■ **Work to be completed**:
Only the lines from the one containing "[tag] vertical ladder: a pin per instance" through the end of the records should be retyped, exactly and including both ends; pictures stay out.

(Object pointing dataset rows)
┄┄┄┄┄┄
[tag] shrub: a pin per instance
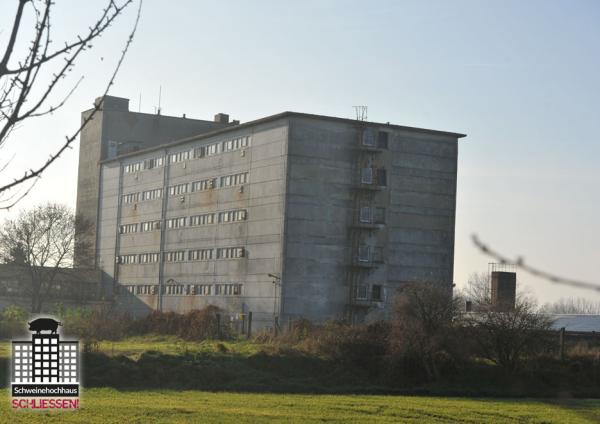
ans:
(507, 337)
(12, 321)
(423, 339)
(195, 325)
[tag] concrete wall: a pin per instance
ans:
(302, 201)
(127, 131)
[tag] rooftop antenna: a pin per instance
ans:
(361, 112)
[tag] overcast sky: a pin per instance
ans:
(521, 79)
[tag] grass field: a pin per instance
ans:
(111, 406)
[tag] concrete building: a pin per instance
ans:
(115, 130)
(292, 215)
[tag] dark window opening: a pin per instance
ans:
(376, 293)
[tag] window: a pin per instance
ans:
(376, 293)
(152, 194)
(382, 139)
(128, 228)
(174, 289)
(228, 289)
(213, 149)
(366, 176)
(178, 256)
(199, 152)
(180, 156)
(221, 147)
(232, 216)
(381, 177)
(201, 289)
(204, 219)
(200, 255)
(149, 226)
(361, 292)
(145, 289)
(131, 197)
(178, 189)
(364, 253)
(176, 222)
(154, 162)
(203, 184)
(366, 215)
(126, 289)
(230, 252)
(148, 258)
(127, 259)
(132, 167)
(379, 215)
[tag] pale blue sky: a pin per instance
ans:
(521, 78)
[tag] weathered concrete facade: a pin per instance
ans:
(114, 130)
(343, 212)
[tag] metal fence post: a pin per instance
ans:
(249, 324)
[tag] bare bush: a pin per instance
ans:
(42, 242)
(423, 327)
(507, 337)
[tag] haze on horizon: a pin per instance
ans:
(521, 79)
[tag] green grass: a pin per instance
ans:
(133, 347)
(111, 406)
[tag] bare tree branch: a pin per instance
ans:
(17, 82)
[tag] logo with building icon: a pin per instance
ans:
(45, 370)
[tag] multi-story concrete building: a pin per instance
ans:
(292, 215)
(115, 130)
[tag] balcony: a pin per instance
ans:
(371, 218)
(373, 179)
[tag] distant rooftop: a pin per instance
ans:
(577, 323)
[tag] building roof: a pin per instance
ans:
(576, 323)
(287, 114)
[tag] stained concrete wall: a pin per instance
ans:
(260, 234)
(302, 199)
(417, 239)
(128, 131)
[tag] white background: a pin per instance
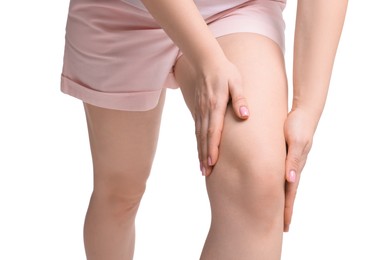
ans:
(342, 210)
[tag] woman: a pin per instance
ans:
(227, 58)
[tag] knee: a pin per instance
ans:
(121, 192)
(253, 187)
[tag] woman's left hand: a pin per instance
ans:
(299, 129)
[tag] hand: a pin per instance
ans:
(217, 82)
(299, 129)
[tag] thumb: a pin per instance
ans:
(293, 163)
(239, 102)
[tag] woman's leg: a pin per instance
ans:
(123, 145)
(246, 186)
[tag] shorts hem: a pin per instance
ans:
(131, 101)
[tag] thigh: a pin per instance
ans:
(123, 145)
(257, 145)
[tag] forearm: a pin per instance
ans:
(183, 23)
(318, 28)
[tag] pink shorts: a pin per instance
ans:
(118, 57)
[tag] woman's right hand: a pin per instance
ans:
(218, 82)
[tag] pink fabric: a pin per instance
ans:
(117, 56)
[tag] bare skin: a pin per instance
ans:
(246, 186)
(251, 206)
(123, 145)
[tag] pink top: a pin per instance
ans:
(206, 7)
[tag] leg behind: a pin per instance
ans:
(246, 187)
(123, 145)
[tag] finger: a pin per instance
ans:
(294, 163)
(214, 133)
(239, 102)
(203, 145)
(198, 131)
(291, 192)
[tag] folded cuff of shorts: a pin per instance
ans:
(134, 101)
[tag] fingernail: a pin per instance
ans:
(292, 176)
(244, 111)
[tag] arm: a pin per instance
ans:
(218, 79)
(318, 28)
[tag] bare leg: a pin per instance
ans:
(246, 187)
(123, 145)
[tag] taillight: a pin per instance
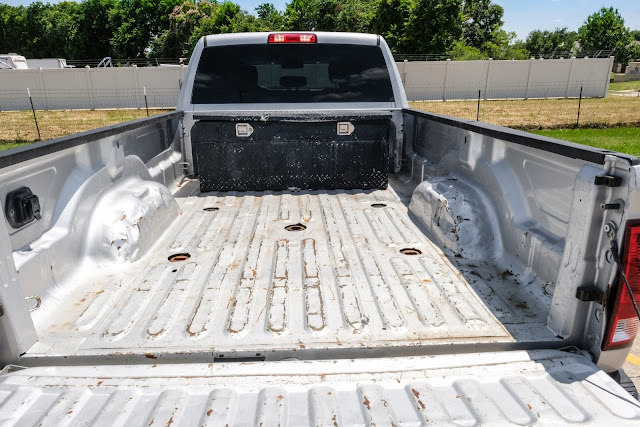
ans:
(292, 38)
(623, 327)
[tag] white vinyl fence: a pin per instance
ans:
(535, 78)
(124, 87)
(91, 88)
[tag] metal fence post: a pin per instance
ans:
(486, 79)
(566, 94)
(526, 88)
(579, 105)
(43, 90)
(444, 86)
(146, 104)
(92, 101)
(33, 110)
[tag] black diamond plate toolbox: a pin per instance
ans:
(252, 155)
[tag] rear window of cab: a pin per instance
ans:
(291, 73)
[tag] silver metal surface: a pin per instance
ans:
(540, 387)
(252, 286)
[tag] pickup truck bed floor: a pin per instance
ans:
(254, 287)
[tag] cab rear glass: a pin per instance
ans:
(291, 73)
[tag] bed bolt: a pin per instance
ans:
(609, 206)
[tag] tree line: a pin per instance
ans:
(460, 29)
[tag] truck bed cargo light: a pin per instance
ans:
(623, 327)
(292, 38)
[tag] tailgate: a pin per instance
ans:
(467, 389)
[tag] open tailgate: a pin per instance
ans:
(547, 387)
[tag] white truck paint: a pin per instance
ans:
(449, 296)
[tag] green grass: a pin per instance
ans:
(635, 85)
(10, 145)
(623, 139)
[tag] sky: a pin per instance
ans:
(520, 16)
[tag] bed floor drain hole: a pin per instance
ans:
(179, 257)
(33, 302)
(410, 251)
(295, 227)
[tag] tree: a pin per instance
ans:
(505, 46)
(301, 15)
(12, 23)
(269, 18)
(391, 19)
(434, 26)
(605, 30)
(462, 52)
(137, 23)
(183, 21)
(559, 40)
(480, 20)
(94, 31)
(344, 15)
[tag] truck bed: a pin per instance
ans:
(253, 290)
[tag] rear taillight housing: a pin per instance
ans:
(292, 38)
(623, 326)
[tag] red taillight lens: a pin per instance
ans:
(623, 327)
(292, 38)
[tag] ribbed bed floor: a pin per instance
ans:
(253, 289)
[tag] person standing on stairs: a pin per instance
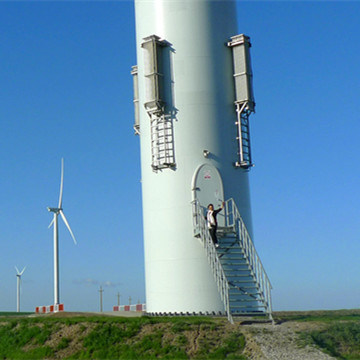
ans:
(212, 222)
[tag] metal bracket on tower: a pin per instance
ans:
(244, 96)
(162, 138)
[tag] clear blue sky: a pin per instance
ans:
(66, 91)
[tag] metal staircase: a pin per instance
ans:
(240, 276)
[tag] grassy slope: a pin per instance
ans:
(100, 337)
(118, 338)
(339, 335)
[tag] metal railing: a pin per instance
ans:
(201, 230)
(233, 219)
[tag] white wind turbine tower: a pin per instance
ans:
(58, 210)
(18, 275)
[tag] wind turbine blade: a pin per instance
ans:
(52, 221)
(68, 226)
(61, 183)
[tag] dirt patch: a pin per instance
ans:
(280, 342)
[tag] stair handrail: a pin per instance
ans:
(234, 219)
(201, 230)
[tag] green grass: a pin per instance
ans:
(320, 316)
(100, 337)
(341, 340)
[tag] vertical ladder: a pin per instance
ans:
(162, 141)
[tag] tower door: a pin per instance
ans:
(207, 187)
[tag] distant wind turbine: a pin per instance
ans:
(54, 222)
(18, 275)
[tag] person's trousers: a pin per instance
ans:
(213, 234)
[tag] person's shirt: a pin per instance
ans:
(211, 217)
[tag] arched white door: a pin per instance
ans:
(207, 187)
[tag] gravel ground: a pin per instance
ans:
(279, 342)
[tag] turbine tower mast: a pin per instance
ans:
(58, 210)
(18, 276)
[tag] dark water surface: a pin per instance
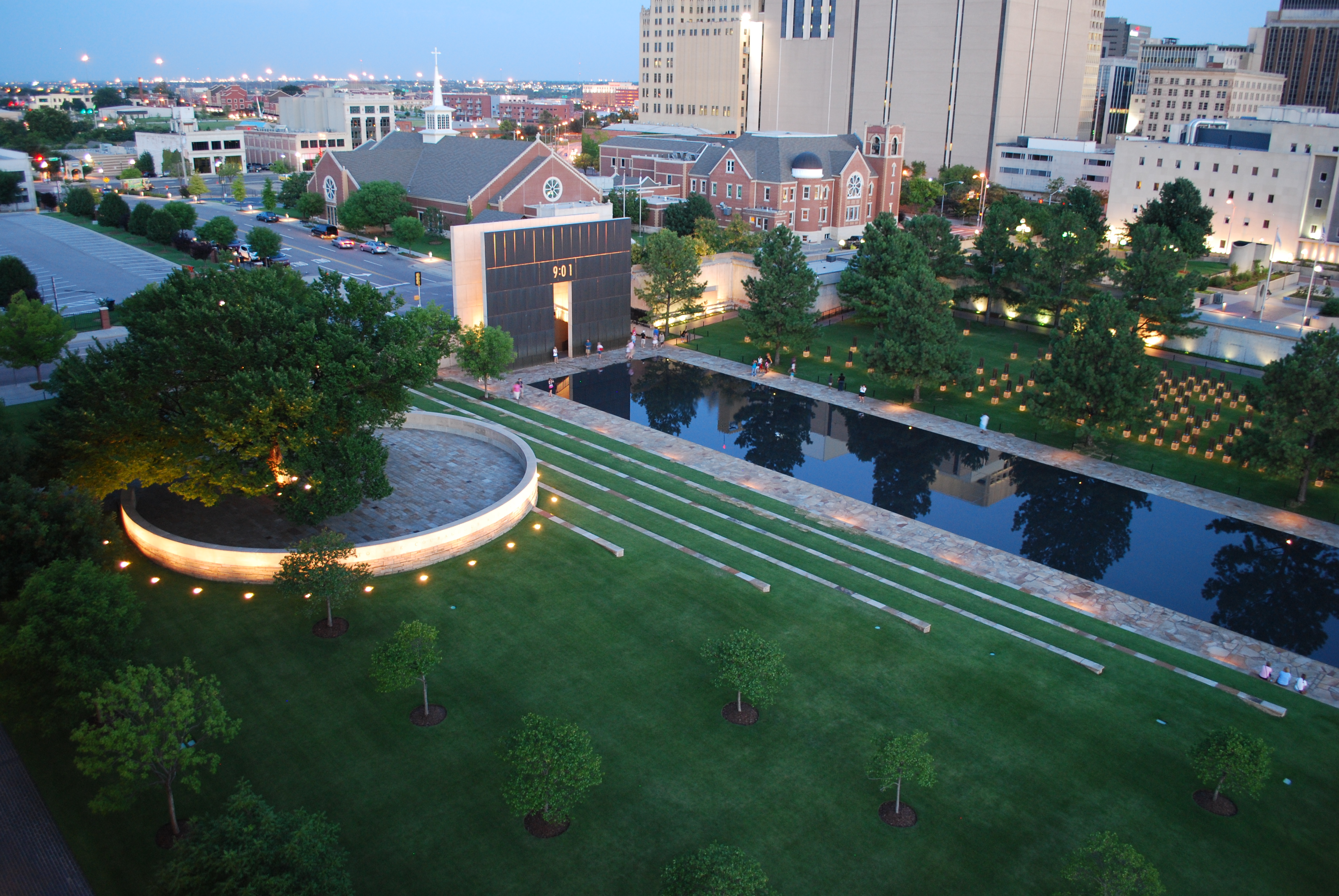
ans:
(1238, 575)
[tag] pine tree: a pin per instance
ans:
(784, 294)
(1155, 287)
(894, 287)
(1098, 374)
(1298, 429)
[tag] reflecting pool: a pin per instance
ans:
(1238, 575)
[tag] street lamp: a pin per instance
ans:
(1315, 270)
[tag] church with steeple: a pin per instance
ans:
(437, 117)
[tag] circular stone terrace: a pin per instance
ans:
(457, 484)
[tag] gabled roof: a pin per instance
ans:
(453, 169)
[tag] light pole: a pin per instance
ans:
(944, 196)
(1315, 270)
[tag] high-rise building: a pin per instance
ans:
(954, 74)
(1302, 41)
(1123, 39)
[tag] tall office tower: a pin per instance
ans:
(1302, 41)
(958, 74)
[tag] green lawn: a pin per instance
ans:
(1034, 753)
(142, 243)
(994, 346)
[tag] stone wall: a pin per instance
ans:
(258, 566)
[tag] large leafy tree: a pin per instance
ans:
(781, 299)
(1231, 758)
(682, 217)
(294, 188)
(902, 757)
(749, 666)
(70, 630)
(248, 382)
(554, 765)
(316, 574)
(673, 287)
(33, 334)
(42, 525)
(1155, 287)
(152, 729)
(715, 871)
(942, 247)
(1180, 209)
(253, 848)
(1107, 867)
(1298, 429)
(892, 286)
(1060, 271)
(406, 660)
(1098, 373)
(485, 353)
(374, 204)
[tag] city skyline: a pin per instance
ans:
(591, 47)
┄┄┄┄┄┄
■ **Reply to the exercise**:
[tag] vertical ladder: a pin per instance
ans:
(162, 141)
[tag] tower door: a pin per instance
ans:
(207, 187)
[tag] distant wind turbine: a pin per instance
ans:
(54, 222)
(18, 275)
[tag] person's trousers: a pin per instance
ans:
(213, 234)
[tag] person's shirt: a pin per instance
ans:
(211, 217)
[tag] arched white door: a pin per instance
ans:
(207, 187)
[tag] gravel ground: a pin per instance
ans:
(279, 342)
[tag] turbine tower mast: a pin per instance
ans:
(58, 210)
(18, 276)
[tag] dark water surface: a pin per instance
ans:
(1238, 575)
[tag] pine tree: a pin per instance
ans:
(784, 294)
(1155, 287)
(894, 287)
(1098, 374)
(1298, 429)
[tag] reflecting pool: a pin per instance
ans:
(1238, 575)
[tag] street lamp: a pin per instance
ans:
(1315, 270)
[tag] church with steeple: a pin per instance
ans:
(437, 117)
[tag] circular stone terrace: a pin per instance
ans:
(457, 484)
[tag] gabled roof: a pin per instance
ans:
(453, 169)
[tag] light pole: a pin per instance
ans:
(944, 196)
(1315, 270)
[tag] high-rise building: a pin per instance
ans:
(954, 74)
(1302, 41)
(1123, 39)
[tag] tall office tower: a pin per instance
ans:
(1302, 41)
(958, 74)
[tag] green lawn: a pin per instance
ans:
(1034, 753)
(142, 243)
(994, 346)
[tag] stone wall: a pin per instance
ans:
(258, 566)
[tag] large leafy tree: a pin per instance
ans:
(781, 299)
(1231, 758)
(682, 217)
(294, 188)
(902, 757)
(749, 666)
(70, 630)
(248, 382)
(554, 765)
(316, 574)
(673, 287)
(33, 334)
(42, 525)
(1155, 287)
(152, 729)
(715, 871)
(942, 247)
(1180, 209)
(253, 848)
(1107, 867)
(1298, 429)
(892, 286)
(1060, 271)
(406, 660)
(1098, 373)
(485, 353)
(374, 204)
[tag] city skyline: a pin per instance
ans:
(591, 47)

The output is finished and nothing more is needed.